▸ **Gegeven tekst**

Deze uitspraak is gedaan door mr. S.C. Stuldreher, mr. A. Venekamp en mr. A.J.C. de Moor-van Vugt in aanwezigheid van mr. C.S. de Waal, griffier. De beslissing is in het openbaar uitgesproken op 18 oktober 2022.
w.g. S.C. Stuldreher w.g. C.S. de Waal

Bijlage uitspraak van de rechtbank

“(…)Heroverweging in bewaar
3.3.
Voor zover ervan moet worden uitgegaan dat de uitspraak van de Afdeling van
28 oktober 2020 [ECLI:NL:RVS:2020:2571, toevoeging CBb] niettemin ook van toepassing is op de heroverweging van besluiten over een aanwijzing, wat de rechtbank uitdrukkelijk in het midden laat, is de rechtbank van oordeel dat bunq door het ontbreken van voormelde tweeslag in het bestreden besluit niet in haar belangen is geschaad. Dat DNB de door bunq in de bezwaarfase verrichte inspanningen om de aanwijzing op te volgen niet bij haar heroverweging heeft betrokken, leidt de rechtbank niet tot een ander oordeel. Anders dan bunq meent, zijn deze inspanningen niet van belang voor de beantwoording van de vraag of de aanwijzing, gelet op het handhavingsbeleid van DNB, in bezwaar kan worden gehandhaafd. De aard van de op grond van dit beleid door DNB te nemen beslissing, te weten of zij informeel of formeel tegen de geconstateerde wetsovertredingen zal optreden én welke maatregelen daarbij door haar zullen worden getroffen, brengt mee dat de heroverweging van die beslissing, indien daartegen in bezwaar gronden worden aangevoerd, moet plaatsvinden op grond van de feiten en omstandigheden ten tijde van die beslissing. Dat DNB bij haar heroverweging niet heeft beoordeeld of bunq met haar inspanningen reeds aan (onderdelen van) de aanwijzing heeft voldaan, leidt de rechtbank evenmin tot een ander oordeel. Aan het niet (volledig) opvolgen van een aanwijzing zijn geen directe gevolgen, zoals het verbeuren van dwangsommen, verbonden, zodat een (gedeeltelijke) herroeping van de aanwijzing in bezwaar omdat daaraan inmiddels (deels) is voldaan ook geen directe gevolgen heeft.

(Labels van objectpunten)
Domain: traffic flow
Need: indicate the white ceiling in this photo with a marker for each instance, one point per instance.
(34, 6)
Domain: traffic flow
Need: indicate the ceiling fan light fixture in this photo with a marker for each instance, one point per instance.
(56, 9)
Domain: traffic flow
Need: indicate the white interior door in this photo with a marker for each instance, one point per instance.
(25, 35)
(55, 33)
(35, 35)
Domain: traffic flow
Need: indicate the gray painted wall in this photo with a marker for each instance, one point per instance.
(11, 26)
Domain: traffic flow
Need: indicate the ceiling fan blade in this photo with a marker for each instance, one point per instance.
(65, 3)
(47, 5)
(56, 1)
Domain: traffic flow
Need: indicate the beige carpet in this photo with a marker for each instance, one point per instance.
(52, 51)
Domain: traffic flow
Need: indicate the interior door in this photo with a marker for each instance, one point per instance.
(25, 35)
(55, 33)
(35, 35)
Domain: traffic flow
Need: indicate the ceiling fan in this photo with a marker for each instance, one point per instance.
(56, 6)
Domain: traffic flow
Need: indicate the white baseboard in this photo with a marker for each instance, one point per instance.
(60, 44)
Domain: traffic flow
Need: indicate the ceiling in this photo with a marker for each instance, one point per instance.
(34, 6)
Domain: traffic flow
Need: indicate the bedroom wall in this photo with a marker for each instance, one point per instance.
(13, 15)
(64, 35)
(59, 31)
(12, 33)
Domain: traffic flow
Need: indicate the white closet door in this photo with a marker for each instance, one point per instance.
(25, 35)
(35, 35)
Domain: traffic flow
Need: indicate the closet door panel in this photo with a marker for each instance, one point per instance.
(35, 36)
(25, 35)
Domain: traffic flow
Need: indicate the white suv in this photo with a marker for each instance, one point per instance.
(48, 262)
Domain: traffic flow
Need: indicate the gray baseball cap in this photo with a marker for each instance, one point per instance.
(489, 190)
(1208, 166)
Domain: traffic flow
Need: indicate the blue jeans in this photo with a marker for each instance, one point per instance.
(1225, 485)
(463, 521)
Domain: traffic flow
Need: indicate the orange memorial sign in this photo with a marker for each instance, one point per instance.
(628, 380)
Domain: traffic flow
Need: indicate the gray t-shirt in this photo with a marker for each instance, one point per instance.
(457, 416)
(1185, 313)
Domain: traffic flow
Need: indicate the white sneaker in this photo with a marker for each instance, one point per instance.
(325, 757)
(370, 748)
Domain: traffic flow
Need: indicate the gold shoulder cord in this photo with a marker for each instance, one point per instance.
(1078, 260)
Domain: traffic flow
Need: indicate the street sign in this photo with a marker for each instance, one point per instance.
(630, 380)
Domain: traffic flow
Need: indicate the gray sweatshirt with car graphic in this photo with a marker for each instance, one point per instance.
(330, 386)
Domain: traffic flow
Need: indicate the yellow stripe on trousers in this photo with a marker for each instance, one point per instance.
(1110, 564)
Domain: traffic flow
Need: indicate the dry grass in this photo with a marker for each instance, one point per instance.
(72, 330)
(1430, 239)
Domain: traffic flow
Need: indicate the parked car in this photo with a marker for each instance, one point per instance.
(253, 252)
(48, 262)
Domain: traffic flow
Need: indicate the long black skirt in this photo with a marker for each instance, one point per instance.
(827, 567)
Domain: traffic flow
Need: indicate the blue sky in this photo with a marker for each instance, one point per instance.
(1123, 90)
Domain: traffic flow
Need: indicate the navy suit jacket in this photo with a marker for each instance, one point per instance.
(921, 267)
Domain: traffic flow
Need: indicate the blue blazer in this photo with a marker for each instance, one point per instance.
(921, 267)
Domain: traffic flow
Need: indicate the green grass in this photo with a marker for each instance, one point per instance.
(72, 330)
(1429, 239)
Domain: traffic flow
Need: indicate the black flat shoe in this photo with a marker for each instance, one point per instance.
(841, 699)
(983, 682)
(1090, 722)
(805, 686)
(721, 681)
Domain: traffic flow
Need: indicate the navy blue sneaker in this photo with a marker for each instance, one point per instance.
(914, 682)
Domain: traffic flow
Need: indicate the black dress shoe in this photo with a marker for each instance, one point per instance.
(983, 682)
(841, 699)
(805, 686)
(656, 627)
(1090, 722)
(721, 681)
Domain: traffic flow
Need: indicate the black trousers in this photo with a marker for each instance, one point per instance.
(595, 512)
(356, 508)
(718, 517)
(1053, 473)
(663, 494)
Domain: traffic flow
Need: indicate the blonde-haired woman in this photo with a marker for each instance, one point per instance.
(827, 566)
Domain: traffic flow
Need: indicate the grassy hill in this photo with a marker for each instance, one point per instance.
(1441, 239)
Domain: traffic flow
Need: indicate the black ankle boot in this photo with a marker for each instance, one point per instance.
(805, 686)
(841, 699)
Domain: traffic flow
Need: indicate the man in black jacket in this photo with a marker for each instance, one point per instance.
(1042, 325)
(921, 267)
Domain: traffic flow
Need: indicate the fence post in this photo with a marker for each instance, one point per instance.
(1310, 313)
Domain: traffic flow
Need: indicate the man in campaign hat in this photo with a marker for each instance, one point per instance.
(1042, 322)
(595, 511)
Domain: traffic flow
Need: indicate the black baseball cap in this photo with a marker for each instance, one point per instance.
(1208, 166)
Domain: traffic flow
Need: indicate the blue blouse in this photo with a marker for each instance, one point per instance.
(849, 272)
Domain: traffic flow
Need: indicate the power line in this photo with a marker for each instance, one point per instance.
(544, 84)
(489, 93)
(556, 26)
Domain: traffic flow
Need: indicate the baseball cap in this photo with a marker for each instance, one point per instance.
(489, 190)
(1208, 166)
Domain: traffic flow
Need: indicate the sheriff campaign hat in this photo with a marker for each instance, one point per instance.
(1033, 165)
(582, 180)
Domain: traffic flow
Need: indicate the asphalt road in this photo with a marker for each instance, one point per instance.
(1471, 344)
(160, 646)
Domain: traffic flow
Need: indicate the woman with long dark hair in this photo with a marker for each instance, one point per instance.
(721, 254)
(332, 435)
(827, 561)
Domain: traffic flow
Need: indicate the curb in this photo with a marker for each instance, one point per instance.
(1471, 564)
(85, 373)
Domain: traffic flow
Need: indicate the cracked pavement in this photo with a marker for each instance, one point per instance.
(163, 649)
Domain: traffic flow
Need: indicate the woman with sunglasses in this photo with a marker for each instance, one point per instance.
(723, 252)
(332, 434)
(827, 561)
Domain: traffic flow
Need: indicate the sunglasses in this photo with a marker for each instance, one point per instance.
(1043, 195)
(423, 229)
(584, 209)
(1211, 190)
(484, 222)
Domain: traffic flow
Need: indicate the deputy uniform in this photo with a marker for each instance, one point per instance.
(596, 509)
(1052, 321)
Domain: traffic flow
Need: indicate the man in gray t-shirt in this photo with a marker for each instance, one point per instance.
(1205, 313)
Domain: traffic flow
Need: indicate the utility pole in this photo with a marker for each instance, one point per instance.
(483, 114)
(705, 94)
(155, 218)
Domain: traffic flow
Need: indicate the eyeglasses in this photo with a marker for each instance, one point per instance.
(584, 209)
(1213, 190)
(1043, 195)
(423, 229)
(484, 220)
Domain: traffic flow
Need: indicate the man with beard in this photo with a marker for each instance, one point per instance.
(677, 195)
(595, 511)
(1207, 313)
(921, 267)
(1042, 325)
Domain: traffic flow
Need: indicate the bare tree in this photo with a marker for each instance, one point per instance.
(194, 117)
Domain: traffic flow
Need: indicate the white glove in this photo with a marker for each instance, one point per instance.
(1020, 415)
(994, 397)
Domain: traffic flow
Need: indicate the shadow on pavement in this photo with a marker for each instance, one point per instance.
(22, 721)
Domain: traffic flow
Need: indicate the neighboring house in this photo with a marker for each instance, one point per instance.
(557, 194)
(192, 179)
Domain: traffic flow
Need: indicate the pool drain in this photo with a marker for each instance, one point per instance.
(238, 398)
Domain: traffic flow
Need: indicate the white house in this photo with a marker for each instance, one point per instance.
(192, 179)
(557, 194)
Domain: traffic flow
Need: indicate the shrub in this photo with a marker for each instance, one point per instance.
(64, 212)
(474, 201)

▸ **Opdrachten**
a) Op welke datum is de beslissing uit de gegeven tekst in het openbaar uitgesproken?
b) Welke rijen bevatten het woord "baseball"? Wijs ze allemaal aan en neem elk ervan volledig over, waarbij hoofdletters en kleine letters van belang zijn.
De tekst en de rijen staan los van elkaar.

▸ **Antwoorden**
a) Op 18 oktober 2022.

b)
Need: indicate the gray baseball cap in this photo with a marker for each instance, one point per instance.
Need: indicate the black baseball cap in this photo with a marker for each instance, one point per instance.
Need: indicate the baseball cap in this photo with a marker for each instance, one point per instance.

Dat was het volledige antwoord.